Waiting to greet the arrivals was junior minister Dinny McGinley, who stood on O'Connell Street 50 years ago and cheered the cavalcade containing President Kennedy.

Dinny told the group that the visit of JFK had changed the life of his own family. "My mother insisted that my father went out and bought a TV to watch it. All the neighbours were in our house."

There is a packed schedule of events planned to commemorate the visit.

This morning, a flame from the Eternal Flame on the grave of President Kennedy in Arlington Cemetery in Washington DC arrived on an Aer Lingus flight, accompanied by Government Chief Whip Paul Kehoe and a colour party from the Irish Army.

**Entries**.

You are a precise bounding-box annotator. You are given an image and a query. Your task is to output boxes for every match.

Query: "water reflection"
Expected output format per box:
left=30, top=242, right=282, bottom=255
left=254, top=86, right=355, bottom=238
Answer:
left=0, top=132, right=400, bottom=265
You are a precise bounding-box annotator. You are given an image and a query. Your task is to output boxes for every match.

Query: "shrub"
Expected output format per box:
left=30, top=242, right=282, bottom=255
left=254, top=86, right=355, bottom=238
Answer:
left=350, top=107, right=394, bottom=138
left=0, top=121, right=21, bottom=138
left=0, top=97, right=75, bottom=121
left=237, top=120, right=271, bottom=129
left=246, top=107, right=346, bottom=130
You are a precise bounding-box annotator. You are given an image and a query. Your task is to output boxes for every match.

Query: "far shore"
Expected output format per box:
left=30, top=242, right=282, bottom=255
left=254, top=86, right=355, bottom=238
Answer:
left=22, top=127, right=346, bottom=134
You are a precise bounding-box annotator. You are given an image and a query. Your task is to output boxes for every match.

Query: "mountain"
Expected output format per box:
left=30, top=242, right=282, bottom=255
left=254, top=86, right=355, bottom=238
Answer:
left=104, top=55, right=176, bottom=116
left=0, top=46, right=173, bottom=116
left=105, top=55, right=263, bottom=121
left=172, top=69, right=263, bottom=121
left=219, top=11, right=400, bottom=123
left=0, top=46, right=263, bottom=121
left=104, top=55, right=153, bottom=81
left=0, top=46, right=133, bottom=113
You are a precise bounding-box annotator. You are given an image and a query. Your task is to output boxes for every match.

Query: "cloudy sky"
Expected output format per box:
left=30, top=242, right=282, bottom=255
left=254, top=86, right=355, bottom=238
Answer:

**Tasks**.
a) List every person identified by name in the passage about the commemoration of the Kennedy visit.
b) Extend the passage about the commemoration of the Kennedy visit, starting after its last sentence.

**Expected answers**.
a)
Dinny McGinley
President Kennedy (JFK)
Paul Kehoe

b)
It will be taken from Dublin to New Ross aboard Irish naval ship the LE Orla, and on Saturday the Taoiseach, Caroline Kennedy and former US ambassador Jean Kennedy-Smith will light the Emigrant Flame.

Also today, Arts Minister Jimmy Deenihan will present Caroline with a Certificate of Irish Heritage at the launch of the JFK Homecoming exhibition in the National Library.

A highlight of the commemoration weekend takes place on Saturday with the official opening of the Kennedy Homestead visitor and exhibition at Dunganstown, Co Wexford.